• _Exercise details_
Rewrite the rows from the line containing "Objective — one marker per instance of the silver suv" through the end of the rows, changing "light pole" to "lamp post" and leaving everything else the same. Give back only those lines.

• _Data shown_
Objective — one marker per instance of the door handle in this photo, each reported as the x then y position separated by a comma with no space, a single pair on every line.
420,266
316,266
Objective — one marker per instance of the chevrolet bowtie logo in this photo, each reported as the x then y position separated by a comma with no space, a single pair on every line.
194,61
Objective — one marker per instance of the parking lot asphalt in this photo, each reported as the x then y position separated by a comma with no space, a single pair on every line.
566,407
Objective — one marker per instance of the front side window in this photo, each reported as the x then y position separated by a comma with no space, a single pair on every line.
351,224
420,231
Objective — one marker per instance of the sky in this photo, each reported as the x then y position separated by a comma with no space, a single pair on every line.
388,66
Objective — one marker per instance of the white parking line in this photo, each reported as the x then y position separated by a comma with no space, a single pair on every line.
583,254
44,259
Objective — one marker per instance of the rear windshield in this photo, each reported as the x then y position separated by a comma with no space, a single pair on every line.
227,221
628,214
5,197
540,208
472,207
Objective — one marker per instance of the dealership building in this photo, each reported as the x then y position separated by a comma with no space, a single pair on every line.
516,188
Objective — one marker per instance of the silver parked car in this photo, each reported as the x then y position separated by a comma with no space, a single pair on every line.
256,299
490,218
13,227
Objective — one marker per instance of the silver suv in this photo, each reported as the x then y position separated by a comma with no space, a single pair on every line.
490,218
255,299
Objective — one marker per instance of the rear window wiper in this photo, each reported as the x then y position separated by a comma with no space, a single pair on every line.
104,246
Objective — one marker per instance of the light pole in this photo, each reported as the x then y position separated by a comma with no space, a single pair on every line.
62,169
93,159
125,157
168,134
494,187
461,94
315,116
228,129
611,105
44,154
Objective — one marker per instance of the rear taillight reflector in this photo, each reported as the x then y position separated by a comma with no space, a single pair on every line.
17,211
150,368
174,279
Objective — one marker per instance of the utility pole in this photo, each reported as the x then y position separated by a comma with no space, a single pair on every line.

• _The output_
Objective — one marker per instance of the silver suv in this photo, each reported as the x then y position separated by a comma with no space, a single pair on every line.
490,218
255,299
Objective — one marker per instance of the rear window wiper in this photo, each reported as the x then y position separated by a comma with no space, a single pair on every line.
104,246
Objective — one marker per instance of the lamp post in this photo, each reported as the x then y position separated by a comma with no space, a single pair on every line.
62,169
93,159
125,157
168,134
494,187
461,94
315,116
228,129
611,105
44,154
Objective — one marker per instance of the rear taillight reflector in this photo, each reported as the x then y position separated by a comma with no space, a single pair on every line.
17,211
150,368
174,279
Objective — one marker per instance of the utility pole in this photo, each reported as the x then y position separated by a comma with no space, a single pair on every line.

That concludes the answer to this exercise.